▸ Written tasks:
A. In the jon boat overhaul thread, how far is the rear bench seat from the transom?
B. Duplicate the passage of the jon boat overhaul thread from "I am planning" up to and including "enjoy the site.".
### Document extract ###
# jon boat overhaul



## Ouachita (Feb 9, 2008)

Hello everyone, I stumbled on this site when I was doing research for my jon boat overhaul. I have been checking in getting ideas and am finally ready to start the project so I thought I would post as I went to get input and advice. This is my boat.





This is a 16 ft. 1971 model jon. The floor beam is 48" and it is a really solid boat. My father-in-law and I spent last night rebucking every rivet on the hull to get everything tightened up. I also had some welding done to fix a crack in the top of the transom and some cracked ribs. I am in the process of bracing the repaired ribs by pop riveting 1" aluminum strips to either side. The setup on this boat is a little weird as the rear bench seat is 3.5 feet from the transom. I have to sit on a tool box step stool in order to run the motor. That has to change.




I am planning on putting a wood on the floors, raising the forward bench 4 " and extending forward 20" for battery storage. Also, I will raise the rear bench 4" and build on either side of the boat from the rear bench to the transom. This will allow me to add a seat on the side to run the motor. The bow has a factory deck that is about 3.5 feet so I don't think I'll add any more large deck area. It just needs to be reinforced to the ribs to hold a pedestal. 




I'll be posting updates soon so please give all the input you can. Thanks guys. I really enjoy the site.


----------



## switchback (Feb 10, 2008)

Hi and welcome to the site. I found this site the same way. I'm in the middle of doing mine right now. Make sure to take plenty of pics as you go. I'm about ready to post more pics on my progress soon.


----------



## Jim (Feb 10, 2008)

Hi Ouachita,
Thanks for joining and showing your boat project to us. I look forward to seeing the progress being made, your boat seems like a sweet candidate for some cool upgrades and mods. It will be cool to see a complete build on the rear where the motor will be!

Jim


----------



## alumacraftjoe (Feb 10, 2008)

Welcome Aboard!


----------



## bassboy1 (Feb 10, 2008)

Ouachita said:


> please give all the input you can.


The only concern I have is the idea of riding up on top of a pedestal seat to operate the outboard. It has never felt like the safest thing to do, even though I see it done a lot.


----------



## Ouachita (Feb 10, 2008)
### Supplied records ###
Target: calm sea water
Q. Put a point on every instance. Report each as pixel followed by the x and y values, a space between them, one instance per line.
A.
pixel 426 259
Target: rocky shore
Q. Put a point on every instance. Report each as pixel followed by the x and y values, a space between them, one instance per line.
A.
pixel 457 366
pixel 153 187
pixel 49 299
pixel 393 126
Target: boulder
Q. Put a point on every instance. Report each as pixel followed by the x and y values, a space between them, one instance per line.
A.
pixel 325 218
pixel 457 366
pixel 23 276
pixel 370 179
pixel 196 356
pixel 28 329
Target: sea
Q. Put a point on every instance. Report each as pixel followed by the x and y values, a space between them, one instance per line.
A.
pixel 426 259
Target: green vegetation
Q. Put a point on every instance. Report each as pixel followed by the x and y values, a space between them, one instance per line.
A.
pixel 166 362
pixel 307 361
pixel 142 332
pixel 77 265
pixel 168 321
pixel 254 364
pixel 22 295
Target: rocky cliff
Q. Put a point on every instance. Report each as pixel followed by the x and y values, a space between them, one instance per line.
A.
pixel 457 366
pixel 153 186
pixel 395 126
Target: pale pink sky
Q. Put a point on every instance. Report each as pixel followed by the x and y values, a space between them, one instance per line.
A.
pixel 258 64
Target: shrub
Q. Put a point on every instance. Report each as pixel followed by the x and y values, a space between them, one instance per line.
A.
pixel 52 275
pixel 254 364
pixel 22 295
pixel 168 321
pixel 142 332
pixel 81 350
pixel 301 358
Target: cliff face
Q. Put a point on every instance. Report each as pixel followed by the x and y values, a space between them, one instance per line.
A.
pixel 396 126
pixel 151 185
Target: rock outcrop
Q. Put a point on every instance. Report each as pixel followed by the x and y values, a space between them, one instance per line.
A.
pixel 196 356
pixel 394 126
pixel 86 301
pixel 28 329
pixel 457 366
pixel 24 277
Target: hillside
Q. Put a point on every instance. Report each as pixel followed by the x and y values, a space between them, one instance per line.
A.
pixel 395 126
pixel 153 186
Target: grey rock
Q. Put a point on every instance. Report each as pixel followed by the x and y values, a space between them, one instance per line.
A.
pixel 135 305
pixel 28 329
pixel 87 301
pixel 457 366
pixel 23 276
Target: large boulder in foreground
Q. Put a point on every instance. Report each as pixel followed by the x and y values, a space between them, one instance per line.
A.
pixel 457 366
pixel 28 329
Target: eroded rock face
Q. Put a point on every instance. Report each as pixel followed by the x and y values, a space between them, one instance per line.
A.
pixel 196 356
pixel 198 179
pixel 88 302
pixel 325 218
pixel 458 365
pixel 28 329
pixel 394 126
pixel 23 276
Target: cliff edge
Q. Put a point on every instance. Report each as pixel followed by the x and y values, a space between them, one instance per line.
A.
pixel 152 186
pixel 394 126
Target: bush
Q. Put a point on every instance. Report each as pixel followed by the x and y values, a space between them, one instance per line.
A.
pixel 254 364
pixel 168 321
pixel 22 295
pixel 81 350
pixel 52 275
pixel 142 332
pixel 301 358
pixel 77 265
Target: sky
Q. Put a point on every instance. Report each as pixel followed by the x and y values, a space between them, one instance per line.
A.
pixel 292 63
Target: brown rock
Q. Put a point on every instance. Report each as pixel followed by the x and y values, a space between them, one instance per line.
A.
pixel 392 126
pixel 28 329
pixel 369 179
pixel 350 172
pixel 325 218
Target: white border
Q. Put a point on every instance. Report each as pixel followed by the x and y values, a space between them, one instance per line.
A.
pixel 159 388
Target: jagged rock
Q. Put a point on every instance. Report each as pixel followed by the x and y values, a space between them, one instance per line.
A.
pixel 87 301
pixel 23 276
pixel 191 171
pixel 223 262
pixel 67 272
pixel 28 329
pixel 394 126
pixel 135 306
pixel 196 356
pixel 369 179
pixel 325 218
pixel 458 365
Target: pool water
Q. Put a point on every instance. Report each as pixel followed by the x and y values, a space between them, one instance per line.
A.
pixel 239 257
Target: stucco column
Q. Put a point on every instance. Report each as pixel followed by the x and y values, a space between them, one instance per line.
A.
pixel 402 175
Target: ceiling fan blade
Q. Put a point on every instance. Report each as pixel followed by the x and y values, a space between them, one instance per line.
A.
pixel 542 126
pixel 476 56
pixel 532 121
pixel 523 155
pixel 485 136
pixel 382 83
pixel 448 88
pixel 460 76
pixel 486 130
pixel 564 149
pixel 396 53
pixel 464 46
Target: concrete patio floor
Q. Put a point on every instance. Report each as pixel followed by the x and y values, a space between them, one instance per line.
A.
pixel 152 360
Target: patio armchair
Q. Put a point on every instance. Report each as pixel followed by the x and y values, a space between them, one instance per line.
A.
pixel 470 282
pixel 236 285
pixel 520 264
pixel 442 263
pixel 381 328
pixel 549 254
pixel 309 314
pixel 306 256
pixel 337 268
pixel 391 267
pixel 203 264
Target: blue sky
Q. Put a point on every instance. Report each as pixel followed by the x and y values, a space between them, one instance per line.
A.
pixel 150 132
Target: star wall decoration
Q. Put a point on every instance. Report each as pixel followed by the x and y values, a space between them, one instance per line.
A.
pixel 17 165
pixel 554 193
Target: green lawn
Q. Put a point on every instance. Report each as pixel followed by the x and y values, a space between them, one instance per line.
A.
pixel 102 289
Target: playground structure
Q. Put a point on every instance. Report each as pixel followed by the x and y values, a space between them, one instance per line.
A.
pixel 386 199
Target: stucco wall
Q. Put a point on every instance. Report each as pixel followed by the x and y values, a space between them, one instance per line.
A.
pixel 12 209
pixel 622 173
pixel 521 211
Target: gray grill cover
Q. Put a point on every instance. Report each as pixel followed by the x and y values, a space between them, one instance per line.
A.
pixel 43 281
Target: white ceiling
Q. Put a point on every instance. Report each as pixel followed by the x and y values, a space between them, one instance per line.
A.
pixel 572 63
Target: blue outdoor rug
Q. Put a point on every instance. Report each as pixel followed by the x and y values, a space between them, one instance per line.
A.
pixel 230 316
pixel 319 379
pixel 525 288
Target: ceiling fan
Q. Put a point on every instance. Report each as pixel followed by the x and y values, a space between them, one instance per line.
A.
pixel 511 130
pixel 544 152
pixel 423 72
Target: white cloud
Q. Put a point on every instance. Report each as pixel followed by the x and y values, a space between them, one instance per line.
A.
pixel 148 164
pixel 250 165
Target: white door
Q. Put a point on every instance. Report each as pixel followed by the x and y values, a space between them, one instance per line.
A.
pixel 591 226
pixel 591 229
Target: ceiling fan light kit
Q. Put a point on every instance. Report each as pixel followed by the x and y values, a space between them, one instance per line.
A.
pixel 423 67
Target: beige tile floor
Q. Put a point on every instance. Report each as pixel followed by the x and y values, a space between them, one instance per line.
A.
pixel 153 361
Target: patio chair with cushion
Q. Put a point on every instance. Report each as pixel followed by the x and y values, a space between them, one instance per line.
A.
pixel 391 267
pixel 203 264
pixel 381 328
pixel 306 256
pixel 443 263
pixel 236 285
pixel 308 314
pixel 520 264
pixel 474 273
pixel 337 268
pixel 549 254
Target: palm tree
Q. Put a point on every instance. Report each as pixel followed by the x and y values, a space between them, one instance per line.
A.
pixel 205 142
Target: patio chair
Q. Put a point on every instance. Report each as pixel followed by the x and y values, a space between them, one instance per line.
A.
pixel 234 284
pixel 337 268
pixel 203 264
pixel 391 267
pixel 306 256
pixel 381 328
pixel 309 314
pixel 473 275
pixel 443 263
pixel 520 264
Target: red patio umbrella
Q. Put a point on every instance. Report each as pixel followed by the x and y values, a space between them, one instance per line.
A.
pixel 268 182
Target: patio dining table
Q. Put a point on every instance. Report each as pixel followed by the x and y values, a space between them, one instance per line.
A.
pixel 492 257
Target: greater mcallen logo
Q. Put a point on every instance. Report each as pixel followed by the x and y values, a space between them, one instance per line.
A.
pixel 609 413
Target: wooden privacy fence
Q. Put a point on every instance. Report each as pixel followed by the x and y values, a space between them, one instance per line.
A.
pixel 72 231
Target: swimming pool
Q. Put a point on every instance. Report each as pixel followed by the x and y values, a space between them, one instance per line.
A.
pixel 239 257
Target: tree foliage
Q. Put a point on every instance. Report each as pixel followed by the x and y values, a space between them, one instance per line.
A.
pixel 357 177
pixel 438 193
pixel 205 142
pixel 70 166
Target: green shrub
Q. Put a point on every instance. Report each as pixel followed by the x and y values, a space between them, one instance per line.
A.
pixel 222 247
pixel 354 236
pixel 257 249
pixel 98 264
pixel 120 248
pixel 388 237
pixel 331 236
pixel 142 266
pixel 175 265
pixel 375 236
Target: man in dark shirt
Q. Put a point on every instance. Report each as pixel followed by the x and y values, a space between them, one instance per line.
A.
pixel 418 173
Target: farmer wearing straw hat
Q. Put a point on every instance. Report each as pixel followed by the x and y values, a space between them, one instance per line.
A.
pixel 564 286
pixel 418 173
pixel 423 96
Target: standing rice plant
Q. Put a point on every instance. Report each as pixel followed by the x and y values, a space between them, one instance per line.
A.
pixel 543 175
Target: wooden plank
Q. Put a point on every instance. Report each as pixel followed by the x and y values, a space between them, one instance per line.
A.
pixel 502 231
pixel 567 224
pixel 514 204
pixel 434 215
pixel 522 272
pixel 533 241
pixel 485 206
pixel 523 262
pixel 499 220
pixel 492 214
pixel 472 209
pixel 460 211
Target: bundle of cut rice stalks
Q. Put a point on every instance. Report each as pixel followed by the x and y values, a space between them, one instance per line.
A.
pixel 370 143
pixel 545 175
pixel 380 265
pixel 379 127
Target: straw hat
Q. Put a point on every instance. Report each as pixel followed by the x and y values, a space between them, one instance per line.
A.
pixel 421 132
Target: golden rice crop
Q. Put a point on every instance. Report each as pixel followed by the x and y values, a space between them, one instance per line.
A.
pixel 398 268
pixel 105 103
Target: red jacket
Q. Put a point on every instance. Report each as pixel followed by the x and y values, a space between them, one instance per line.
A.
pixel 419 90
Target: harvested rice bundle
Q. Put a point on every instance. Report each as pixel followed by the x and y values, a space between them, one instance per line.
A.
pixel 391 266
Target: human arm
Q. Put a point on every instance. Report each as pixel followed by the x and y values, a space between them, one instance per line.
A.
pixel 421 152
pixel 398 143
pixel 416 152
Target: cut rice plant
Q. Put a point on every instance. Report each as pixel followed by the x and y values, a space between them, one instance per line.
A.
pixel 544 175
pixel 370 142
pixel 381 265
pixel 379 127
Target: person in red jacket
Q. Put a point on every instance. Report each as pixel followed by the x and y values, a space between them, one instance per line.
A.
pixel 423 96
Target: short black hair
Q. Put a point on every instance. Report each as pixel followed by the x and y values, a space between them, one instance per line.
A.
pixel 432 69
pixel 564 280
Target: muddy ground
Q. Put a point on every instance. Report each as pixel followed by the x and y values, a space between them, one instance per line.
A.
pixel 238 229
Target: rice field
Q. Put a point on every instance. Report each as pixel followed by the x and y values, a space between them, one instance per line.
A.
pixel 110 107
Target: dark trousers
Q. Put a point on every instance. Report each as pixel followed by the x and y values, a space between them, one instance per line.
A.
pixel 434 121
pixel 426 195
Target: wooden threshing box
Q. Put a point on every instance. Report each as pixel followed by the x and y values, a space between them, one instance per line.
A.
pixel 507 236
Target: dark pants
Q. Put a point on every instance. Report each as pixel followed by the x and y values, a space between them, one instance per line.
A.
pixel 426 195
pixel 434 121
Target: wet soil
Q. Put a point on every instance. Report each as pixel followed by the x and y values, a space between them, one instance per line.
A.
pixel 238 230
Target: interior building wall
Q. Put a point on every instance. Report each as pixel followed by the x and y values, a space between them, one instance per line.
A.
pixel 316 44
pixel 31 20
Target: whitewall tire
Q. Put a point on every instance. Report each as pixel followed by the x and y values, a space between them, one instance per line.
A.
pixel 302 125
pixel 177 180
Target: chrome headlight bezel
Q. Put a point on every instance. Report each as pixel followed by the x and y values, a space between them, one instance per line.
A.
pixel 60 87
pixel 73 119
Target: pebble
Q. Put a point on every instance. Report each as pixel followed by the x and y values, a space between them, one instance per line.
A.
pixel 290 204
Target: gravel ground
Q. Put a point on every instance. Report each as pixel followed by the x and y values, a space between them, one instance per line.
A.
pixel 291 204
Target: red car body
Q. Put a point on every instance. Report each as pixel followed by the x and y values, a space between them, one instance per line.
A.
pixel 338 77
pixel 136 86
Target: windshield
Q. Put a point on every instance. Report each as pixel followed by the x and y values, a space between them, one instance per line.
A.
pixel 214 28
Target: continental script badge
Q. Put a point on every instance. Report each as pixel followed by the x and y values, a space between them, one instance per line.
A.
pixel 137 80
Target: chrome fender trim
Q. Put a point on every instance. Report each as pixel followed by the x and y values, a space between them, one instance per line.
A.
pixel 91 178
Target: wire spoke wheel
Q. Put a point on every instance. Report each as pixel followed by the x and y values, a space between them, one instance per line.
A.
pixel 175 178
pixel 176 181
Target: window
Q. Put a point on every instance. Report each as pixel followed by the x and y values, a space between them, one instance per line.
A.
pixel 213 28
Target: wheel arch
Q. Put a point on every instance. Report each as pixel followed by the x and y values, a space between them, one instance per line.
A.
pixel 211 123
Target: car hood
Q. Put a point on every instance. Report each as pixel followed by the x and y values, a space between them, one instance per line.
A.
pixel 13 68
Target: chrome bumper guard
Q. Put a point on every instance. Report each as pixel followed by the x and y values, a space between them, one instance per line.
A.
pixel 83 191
###
▸ Task-by-task results:
A. 3.5 feet

B.
I am planning on putting a wood on the floors, raising the forward bench 4 " and extending forward 20" for battery storage. Also, I will raise the rear bench 4" and build on either side of the boat from the rear bench to the transom. This will allow me to add a seat on the side to run the motor. The bow has a factory deck that is about 3.5 feet so I don't think I'll add any more large deck area. It just needs to be reinforced to the ribs to hold a pedestal. 




I'll be posting updates soon so please give all the input you can. Thanks guys. I really enjoy the site.